Task goal | The reply must be the number of lines in the following material that include the word "stem", and nothing more.

_ _ _ _ _ _ _

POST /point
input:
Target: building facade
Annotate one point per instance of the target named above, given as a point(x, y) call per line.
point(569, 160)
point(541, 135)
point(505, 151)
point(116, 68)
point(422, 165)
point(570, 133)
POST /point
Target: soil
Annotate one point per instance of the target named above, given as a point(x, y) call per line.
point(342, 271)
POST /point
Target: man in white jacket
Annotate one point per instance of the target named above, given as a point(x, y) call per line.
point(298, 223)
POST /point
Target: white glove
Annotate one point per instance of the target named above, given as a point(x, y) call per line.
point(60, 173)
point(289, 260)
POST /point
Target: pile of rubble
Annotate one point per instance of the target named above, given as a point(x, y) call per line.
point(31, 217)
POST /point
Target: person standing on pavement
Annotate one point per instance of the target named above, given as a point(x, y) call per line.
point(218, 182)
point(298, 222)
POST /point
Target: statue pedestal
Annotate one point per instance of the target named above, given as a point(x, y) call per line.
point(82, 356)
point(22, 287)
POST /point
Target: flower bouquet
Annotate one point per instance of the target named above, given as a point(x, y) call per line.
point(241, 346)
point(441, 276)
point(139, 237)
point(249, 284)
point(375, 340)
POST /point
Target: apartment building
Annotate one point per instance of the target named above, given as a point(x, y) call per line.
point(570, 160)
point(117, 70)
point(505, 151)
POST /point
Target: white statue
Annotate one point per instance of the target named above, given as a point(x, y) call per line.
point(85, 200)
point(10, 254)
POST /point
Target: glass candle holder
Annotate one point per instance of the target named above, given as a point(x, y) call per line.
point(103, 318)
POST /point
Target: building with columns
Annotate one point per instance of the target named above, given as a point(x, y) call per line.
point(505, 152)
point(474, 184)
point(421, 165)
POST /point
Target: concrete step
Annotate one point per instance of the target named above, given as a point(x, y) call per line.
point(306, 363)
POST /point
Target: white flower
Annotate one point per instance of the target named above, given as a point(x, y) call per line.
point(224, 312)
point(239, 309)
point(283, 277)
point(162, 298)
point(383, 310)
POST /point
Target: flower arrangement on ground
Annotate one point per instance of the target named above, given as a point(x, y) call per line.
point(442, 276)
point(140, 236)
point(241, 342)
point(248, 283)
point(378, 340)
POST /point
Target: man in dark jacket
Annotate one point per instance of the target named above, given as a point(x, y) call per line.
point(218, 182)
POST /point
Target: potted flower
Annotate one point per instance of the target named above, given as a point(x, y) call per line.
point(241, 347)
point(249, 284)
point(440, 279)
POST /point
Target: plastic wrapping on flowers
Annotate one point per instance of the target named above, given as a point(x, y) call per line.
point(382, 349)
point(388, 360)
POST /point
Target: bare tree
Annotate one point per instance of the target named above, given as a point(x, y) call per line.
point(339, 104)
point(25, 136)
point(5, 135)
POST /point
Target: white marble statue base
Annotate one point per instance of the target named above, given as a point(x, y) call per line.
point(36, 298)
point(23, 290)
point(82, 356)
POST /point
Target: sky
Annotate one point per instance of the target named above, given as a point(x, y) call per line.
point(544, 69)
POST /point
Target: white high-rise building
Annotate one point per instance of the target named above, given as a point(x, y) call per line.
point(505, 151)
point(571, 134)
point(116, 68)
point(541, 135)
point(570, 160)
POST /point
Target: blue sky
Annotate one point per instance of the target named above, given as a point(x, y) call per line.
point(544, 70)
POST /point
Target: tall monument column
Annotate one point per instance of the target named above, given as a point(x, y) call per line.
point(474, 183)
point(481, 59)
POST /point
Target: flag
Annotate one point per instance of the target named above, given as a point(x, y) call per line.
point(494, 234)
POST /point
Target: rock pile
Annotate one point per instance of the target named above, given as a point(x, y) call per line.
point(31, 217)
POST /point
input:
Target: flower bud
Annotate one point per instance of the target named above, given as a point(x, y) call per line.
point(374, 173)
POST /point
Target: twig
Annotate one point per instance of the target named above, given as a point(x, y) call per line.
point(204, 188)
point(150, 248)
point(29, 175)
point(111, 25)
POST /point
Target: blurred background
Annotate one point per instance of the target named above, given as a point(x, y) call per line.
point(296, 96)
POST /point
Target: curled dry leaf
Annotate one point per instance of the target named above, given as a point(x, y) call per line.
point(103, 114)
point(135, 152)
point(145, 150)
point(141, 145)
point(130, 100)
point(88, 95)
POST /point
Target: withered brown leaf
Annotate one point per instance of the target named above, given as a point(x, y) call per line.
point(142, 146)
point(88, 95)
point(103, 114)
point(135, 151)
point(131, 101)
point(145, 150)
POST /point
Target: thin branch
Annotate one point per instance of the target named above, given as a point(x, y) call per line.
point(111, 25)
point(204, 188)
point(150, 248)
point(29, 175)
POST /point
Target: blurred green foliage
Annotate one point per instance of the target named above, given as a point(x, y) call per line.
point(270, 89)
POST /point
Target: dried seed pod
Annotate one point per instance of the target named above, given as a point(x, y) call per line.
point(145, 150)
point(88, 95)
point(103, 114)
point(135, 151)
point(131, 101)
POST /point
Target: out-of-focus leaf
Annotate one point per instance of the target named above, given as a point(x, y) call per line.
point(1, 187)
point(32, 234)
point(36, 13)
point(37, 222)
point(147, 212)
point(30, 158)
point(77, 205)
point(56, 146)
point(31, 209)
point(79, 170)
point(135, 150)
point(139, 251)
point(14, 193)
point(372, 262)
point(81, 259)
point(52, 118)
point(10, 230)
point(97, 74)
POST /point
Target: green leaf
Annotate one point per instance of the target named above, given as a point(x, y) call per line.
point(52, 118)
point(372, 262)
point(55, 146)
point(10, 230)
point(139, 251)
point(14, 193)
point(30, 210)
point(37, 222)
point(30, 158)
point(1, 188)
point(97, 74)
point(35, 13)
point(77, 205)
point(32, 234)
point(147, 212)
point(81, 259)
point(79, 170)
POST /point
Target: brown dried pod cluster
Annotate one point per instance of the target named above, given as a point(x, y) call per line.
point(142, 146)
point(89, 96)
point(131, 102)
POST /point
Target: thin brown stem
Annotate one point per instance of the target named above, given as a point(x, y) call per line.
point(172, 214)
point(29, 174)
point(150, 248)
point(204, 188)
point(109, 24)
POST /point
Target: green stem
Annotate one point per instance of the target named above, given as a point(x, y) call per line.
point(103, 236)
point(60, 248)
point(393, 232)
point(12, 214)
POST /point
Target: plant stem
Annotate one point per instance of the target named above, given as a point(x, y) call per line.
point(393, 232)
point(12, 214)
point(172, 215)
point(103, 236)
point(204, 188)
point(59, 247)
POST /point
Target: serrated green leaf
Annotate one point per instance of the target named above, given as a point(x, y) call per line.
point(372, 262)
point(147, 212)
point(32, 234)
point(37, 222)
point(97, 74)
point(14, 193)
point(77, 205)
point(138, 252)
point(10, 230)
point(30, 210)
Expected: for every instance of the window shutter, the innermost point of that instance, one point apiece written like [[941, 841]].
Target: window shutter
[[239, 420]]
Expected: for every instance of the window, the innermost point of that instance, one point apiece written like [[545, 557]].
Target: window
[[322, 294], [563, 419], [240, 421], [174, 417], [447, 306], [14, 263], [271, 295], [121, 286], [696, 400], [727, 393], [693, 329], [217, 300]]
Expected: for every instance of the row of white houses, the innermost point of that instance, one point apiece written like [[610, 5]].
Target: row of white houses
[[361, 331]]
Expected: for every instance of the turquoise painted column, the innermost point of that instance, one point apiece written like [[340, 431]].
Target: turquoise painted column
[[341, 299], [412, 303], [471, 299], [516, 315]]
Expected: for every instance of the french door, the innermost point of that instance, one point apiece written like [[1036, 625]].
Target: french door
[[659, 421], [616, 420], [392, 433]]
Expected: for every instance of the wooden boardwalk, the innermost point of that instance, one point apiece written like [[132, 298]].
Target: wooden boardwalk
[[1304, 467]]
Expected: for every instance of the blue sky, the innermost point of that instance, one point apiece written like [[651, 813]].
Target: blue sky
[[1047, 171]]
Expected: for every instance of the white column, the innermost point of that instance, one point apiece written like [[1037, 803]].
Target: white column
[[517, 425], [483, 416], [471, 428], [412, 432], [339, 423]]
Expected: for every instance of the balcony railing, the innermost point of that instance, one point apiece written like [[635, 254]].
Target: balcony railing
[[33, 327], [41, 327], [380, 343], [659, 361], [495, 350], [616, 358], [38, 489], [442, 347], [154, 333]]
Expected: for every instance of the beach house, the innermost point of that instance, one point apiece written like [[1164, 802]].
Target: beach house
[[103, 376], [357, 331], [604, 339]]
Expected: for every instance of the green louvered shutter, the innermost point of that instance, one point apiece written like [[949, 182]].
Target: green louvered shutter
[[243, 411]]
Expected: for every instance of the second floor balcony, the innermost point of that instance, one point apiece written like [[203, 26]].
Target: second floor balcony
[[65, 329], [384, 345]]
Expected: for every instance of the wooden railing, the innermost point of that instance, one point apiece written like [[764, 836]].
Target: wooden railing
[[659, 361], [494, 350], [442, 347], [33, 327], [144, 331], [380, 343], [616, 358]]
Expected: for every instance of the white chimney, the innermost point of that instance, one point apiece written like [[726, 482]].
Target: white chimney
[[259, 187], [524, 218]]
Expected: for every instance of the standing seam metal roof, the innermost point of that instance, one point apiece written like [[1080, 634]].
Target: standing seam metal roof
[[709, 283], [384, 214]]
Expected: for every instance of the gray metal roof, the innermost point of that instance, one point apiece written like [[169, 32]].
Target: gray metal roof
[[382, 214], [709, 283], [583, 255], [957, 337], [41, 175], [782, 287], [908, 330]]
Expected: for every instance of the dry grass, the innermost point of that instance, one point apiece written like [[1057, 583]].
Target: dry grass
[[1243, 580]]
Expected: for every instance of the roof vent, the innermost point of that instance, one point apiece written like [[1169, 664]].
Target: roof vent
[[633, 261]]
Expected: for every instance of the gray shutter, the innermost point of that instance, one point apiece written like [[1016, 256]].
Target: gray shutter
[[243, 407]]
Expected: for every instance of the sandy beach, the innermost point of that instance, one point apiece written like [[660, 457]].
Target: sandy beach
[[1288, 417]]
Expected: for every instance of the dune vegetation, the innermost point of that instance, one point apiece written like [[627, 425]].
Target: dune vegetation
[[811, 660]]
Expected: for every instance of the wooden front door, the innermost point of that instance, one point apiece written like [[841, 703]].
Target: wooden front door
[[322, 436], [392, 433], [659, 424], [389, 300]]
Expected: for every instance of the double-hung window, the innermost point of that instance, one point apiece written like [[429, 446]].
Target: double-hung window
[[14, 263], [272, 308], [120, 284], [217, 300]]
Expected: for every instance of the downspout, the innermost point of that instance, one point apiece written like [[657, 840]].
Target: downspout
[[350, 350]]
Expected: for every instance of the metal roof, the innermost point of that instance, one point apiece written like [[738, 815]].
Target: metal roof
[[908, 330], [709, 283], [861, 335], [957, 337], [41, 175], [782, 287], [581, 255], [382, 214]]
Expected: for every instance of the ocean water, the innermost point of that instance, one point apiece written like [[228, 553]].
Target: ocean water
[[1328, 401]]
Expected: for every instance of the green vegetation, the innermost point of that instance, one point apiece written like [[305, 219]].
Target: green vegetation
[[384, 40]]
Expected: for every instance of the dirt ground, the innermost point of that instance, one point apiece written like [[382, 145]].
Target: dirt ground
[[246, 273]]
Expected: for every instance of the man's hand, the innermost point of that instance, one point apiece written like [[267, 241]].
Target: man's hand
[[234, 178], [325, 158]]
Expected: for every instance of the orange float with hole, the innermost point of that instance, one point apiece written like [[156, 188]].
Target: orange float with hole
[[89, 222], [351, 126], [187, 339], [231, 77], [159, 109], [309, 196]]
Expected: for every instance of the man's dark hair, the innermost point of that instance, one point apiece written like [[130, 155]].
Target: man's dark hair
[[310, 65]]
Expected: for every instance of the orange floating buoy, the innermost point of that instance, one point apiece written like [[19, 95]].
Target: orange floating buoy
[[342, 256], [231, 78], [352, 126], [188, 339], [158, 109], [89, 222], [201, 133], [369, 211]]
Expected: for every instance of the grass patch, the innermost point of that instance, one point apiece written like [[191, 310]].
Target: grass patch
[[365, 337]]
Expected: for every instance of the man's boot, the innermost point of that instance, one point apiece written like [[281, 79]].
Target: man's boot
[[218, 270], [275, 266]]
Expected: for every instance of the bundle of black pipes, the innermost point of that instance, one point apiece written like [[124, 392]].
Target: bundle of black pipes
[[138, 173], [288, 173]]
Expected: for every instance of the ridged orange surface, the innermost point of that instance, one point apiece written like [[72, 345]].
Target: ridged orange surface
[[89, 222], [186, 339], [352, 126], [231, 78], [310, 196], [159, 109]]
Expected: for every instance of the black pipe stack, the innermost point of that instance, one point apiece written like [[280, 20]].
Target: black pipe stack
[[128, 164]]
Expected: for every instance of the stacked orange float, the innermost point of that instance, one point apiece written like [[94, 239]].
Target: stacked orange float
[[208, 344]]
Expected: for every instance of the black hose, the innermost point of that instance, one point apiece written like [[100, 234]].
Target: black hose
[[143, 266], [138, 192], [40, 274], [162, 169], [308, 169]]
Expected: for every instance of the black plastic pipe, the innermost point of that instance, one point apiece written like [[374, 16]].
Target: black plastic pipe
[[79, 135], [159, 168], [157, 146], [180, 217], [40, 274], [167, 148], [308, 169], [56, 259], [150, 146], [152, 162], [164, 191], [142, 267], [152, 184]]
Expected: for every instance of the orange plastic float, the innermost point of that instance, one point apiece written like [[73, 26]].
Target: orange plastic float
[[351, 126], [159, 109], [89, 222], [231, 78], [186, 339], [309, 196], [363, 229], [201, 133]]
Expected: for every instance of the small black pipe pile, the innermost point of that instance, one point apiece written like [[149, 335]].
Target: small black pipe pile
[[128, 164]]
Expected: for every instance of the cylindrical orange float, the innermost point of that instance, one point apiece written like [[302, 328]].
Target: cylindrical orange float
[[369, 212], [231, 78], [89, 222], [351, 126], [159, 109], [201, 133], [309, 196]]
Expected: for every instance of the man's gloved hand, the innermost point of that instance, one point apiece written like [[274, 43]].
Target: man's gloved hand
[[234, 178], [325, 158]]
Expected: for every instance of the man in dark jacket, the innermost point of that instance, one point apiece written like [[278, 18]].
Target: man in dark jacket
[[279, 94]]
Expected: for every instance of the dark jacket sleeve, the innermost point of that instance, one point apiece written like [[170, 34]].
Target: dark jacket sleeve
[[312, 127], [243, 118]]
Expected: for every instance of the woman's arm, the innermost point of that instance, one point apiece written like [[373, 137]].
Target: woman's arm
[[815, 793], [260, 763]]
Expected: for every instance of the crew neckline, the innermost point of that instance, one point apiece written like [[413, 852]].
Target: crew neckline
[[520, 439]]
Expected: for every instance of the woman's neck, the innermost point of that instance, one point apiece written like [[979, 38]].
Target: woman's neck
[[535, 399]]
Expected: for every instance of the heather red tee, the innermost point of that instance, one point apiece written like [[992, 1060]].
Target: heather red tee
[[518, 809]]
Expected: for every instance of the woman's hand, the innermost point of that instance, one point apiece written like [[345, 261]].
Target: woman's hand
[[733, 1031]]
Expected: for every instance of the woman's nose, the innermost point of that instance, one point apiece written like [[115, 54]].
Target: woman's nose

_ _ _ _ _ _ _

Expected answer | 3